■ Prompt a:
Locate every line in the records that contains the string "ground" and copy each one.

■ Reading text:
• • •
Thursday, February 16, 2012

Les Plages de Normandie

A casemate
When we arrived at the Longues-sur-Mer battery overlooking Omaha and Gold Beaches, the weather was appropriately bleak. Again, we were almost the only people around, which was a little eerie.

The bunkers were in the middle of empty grass fields surrounded by farms. We saw four old German casemates, which are fortified concrete structures that hold guns. We could actually walk inside them, behind the guns and down a dark hallway to the exit in the back. Smaller rooms inside were fenced off. We also saw some old lookout spots and a larger two-story bunker. They are all pretty much in their original form, except for the rust on the guns and the moss on the bunkers. My dad pointed out that it was really impressive how there was almost no graffiti. We didn't go down to the actual beach, but we could see it from the edge of the cliffs.


The back of one of the guns

Looking out from inside the bunker
Three casemates
The beach below
Spirit of American Youth statue
Next, we headed to the Normandy American Cemetery and Memorial, which was nearby. The site is huge, immaculate, and very secure. Once more, it was us and maybe three other people, but I counted at least seven security guards. There is a memorial center, which is like a museum about American soldiers in World War II, especially on D-Day. The center is really well-done and interesting. All of the displays and video installations look very clean and modern.

After going through the center, we walked around the actual cemetery part. It is huge; over nine thousand American soldiers are buried there. At the front, near the memorial center, is a large semi-circle platform with the Spirit of American Youth statue and maps showing D-Day operations. Looking out from the platform is a reflecting pool. You can also see a circular chapel that is in the middle of the cemetery.

The grave markers are perfect rows of white crosses and stars of David. Everything, from the landscaping to the graves to the statues, is kept immaculate. We even saw a crew of at least ten people going through and scrubbing each individual marker by hand with soap and water.





Next, we went to the German Military Cemetery in La Cambe. My host-father, who teaches history and leads field trips to Normandy, had recommended that we visit both to see the contrast, and it really is striking. It is very clear which cemetery is for victorious side. Even though there are over twice as many soldiers buried there, the German cemetery is much smaller, and there are two soldiers to a grave marker. In contrast to the gleaming white crosses at the American cemetery, all of the markers are black and there are only scattered groups of five crosses. The visitor center was small and empty, with no guards, and the exhibits looked old and dated. Most of the exhibit was about how the cemetery was built entirely by volunteers, and today students volunteer to do upkeep work during school vacations.

We were considering going to a huge D-Day Museum in nearby Caen, but we didn't end up having time. I thought the American Memorial Center was pretty comprehensive though. Seeing the D-Day beaches and cemeteries was somber but very interesting, so I'm really glad we got the chance.

À bientôt!

Saturday, February 11, 2012

Bayeux!


Well, it's 23°F (-5°C) in Bordeaux right now, meaning the chance I'll get out of bed today is 50-50. So what better time to blog about Bayeux! After Mont Saint-Michel, we drove to our hotel in Port-en-Bessin, which is a smaller city near Bayeux. The next morning, we headed into Bayeux for breakfast and tourist-ing. Bayeux is most famous for the Bayeux Tapestry, a 230 foot long tapestry about the Norman conquest of England, and the gigantic Cathédrale Notre-Dame. Unfortunately, the Bayeux Tapestry was closed for the month of January, but I wasn't too crushed. I was interested in seeing it, but it wasn't on my must-see-or-will-die-unfulfilled-omg list. On to the Cathedral!
• • •
■ Prompt b:
According to the Normandy travel blog, how many soldiers share each grave marker at the German Military Cemetery in La Cambe?
• • •
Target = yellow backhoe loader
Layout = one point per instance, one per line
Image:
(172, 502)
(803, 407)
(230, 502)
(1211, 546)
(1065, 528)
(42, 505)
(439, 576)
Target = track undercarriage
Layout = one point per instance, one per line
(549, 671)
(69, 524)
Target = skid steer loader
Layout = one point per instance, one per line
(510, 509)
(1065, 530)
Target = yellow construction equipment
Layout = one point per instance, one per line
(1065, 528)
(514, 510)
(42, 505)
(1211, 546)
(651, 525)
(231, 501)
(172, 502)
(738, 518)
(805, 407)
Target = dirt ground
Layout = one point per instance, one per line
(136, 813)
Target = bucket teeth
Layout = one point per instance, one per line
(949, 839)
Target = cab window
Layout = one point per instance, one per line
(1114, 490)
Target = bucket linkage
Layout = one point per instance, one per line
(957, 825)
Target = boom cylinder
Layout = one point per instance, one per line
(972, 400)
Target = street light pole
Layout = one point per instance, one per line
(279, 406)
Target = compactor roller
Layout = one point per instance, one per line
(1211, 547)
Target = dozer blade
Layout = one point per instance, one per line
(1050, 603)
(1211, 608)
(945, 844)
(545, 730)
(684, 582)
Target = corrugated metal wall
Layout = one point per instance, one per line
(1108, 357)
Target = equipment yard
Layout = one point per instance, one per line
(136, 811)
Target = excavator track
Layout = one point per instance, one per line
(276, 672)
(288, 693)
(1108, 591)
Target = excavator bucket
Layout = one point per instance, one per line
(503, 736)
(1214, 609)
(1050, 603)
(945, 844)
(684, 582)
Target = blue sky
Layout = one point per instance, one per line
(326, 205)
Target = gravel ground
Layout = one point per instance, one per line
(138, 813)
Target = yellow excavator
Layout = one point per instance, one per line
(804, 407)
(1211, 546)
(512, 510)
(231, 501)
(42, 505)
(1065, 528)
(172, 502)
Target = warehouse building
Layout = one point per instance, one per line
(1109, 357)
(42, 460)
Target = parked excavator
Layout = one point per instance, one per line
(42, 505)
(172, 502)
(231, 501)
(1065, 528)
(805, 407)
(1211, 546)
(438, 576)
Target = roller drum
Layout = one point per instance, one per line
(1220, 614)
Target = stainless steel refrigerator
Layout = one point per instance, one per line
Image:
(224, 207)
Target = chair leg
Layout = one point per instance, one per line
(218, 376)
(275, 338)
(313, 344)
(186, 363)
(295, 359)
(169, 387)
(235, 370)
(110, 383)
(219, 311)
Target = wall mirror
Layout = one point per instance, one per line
• • •
■ Problem solution a:
Target = dirt ground
Target = gravel ground

■ Problem solution b:
Two soldiers share each grave marker.